Page extract –
_ _ _
These provisions are laudable indeed but the scope of this inclusion has been criticized as not going far enough. One study quotes Professor Celio Berman, from the University of Sao Paulo (USP) who concluded that "small family farmers have been invited to participate in the Programme as mere producers of grains [...] the inclusion of family agriculture was idealized in such a way as to favour large biodiesel producers. The use of labour through family farming allows the large biodiesel producer to operate with a larger margin of profit." The paper continues: "A legislative consultant in the Brazilian Chamber of Deputies, P.C.R. Lima, identified this weakness, stating that ‘‘the current legislation does not establish any incentive for the installation of small units of biofuel production nor for the aggregation of value to the production of raw materials, which will, as always, leave the farmers dependent on the industrial producer." [Garcez and Vianna. Brazilian Biodiesel Policy: Social and environmental considerations of sustainability. Energy 34 (2009) 645–6540]
This is an important point because for one, small farmers too often lack the negotiating skills and conditions needed to procure favorable contracts for their goods and, in the worst cases may even be blatantly taken advantage of. In the Northeast region for example, one refiner is so dominant it produces 90.5% of the biodiesel. This is approaching a monopsony and the farmers stand to lose from competition for their crops [ibid].
I am not claiming that foul play is happening but in a region notorious for its injustices and corruption, these conditions are worrisome. Ideally, any programme that encourages farmers to grow a particular crop should also make provisions for the existence of a market that will absorb those crops at a fair price. Or go even further and provide conditions for the creation of cooperatives to process the crops into finished products, thereby keeping the added value in the hands of the farmers.
_ _ _
In the page extract on Brazil's biodiesel program, what share of the Northeast region's biodiesel does its dominant refiner produce?

Data below –
_ _ _
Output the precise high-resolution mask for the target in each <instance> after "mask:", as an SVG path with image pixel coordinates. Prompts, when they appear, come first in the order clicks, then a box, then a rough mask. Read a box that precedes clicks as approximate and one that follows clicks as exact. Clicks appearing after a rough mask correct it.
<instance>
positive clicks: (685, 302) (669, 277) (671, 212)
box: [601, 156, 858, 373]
_ _ _
Response area –
90.5%